* [WORK REQUEST]: Each record should be output exactly, with every character kept.

Point-per-instance localization data:
===
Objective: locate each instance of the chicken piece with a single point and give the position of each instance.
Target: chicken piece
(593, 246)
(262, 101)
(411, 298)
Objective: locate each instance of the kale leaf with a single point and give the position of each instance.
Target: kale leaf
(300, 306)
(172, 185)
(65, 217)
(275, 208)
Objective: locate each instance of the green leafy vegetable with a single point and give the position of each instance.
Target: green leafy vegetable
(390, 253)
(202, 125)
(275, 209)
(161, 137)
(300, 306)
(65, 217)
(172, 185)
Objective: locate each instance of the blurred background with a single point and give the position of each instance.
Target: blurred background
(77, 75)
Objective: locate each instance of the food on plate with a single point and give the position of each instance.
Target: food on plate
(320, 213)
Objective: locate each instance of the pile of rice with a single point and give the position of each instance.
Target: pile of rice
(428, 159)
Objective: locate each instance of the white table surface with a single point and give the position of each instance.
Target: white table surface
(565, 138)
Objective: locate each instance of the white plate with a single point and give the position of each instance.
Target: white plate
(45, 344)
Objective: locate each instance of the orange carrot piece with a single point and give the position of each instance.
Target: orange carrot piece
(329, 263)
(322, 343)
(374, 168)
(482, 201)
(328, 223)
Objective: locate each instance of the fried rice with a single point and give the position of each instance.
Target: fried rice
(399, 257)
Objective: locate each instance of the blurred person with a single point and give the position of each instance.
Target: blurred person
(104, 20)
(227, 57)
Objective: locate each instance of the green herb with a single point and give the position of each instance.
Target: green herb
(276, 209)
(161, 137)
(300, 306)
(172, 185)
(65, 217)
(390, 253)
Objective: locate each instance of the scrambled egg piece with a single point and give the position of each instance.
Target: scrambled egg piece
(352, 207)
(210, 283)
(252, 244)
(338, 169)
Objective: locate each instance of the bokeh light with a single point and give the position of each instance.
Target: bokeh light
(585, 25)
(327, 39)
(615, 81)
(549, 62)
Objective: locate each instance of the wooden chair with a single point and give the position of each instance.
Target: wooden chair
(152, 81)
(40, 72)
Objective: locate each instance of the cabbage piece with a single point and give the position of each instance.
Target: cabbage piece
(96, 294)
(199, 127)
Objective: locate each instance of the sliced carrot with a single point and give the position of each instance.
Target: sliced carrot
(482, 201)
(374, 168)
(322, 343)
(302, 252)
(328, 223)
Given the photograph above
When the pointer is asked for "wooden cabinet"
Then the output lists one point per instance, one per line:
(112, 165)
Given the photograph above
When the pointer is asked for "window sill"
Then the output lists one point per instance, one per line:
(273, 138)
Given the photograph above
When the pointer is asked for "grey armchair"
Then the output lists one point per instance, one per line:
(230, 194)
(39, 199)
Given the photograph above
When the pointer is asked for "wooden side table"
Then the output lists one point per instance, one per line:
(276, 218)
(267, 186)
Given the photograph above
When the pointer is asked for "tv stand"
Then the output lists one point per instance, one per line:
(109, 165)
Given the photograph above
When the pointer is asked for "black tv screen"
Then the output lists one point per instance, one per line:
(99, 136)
===
* [OUTPUT]:
Objective: locate each instance of the chicken piece with a single point and give the position of each instance.
Target: chicken piece
(593, 246)
(262, 101)
(411, 298)
Objective: locate each instance of the kale leaf with a single point and give the position of each instance.
Target: kale leaf
(300, 306)
(172, 185)
(65, 217)
(275, 208)
Objective: locate each instance of the green leafy vegetable with a single point and give the position of each instance.
Target: green leafy vegetable
(390, 253)
(202, 125)
(275, 209)
(161, 137)
(300, 306)
(65, 217)
(172, 185)
Objective: locate each instance of the blurred background with a single point and give the position of each instance.
Target: blurred background
(77, 75)
Objective: locate each instance of the food on plate with a single point and give the position of each instance.
Target: food on plate
(320, 213)
Objective: locate each instance of the pile of rice with a single point and give the position of each instance.
Target: pile of rice
(428, 159)
Objective: locate each instance of the white table surface with a single point and give the position of each instance.
Target: white table surface
(565, 138)
Objective: locate each instance of the white plate with a single point and give the position of each instance.
Target: white plate
(45, 344)
Objective: locate each instance of the orange carrot piece with a single point and give the position of each instance.
Target: orange carrot piece
(329, 263)
(322, 343)
(374, 168)
(482, 201)
(328, 223)
Objective: locate each instance of the fried rice with a single point and give the position of each instance.
Target: fried rice
(399, 257)
Objective: locate each instance of the blurred person with a single point and give the position of each instance.
Target: blurred person
(104, 20)
(227, 57)
Objective: locate each instance of the green herb with a single point and give the position of each instance.
Target: green herb
(276, 209)
(161, 137)
(300, 306)
(172, 185)
(65, 217)
(390, 253)
Objective: locate each instance of the scrambled egg piece with a single point and give the position of each instance.
Target: scrambled egg piece
(352, 207)
(210, 283)
(252, 244)
(338, 169)
Objective: locate each instance of the bokeh light with a single point and give the position of each instance.
Target: bokeh light
(585, 25)
(327, 39)
(615, 81)
(549, 62)
Objective: locate each instance of the wooden chair with a single point and give the position of each instance.
Target: wooden chair
(152, 81)
(40, 72)
Objective: locate each instance of the cabbage piece with a single point and give the position of each instance.
Target: cabbage piece
(96, 294)
(199, 127)
Objective: locate each instance of the sliced carrot with a single point and give the position of each instance.
Target: sliced carrot
(482, 201)
(374, 168)
(322, 343)
(302, 252)
(328, 223)
Given the photograph above
When the pointer is asked for "wooden cabinet"
Then the output lists one point per instance, one per line:
(112, 165)
Given the photograph above
When the pointer is asked for "window sill"
Then the output lists one point per instance, one per line:
(273, 138)
Given the photograph above
When the pointer is asked for "grey armchair"
Then the output lists one point per instance, one per line:
(230, 194)
(39, 199)
Given the photograph above
When the pointer is asked for "wooden side table"
Then the output lists one point per instance, one per line:
(276, 218)
(267, 186)
Given the photograph above
When the pointer is asked for "tv stand"
Then the output lists one point per instance, one per line:
(109, 165)
Given the photograph above
When the pointer is asked for "black tv screen"
Then the output lists one point per instance, one per line:
(99, 136)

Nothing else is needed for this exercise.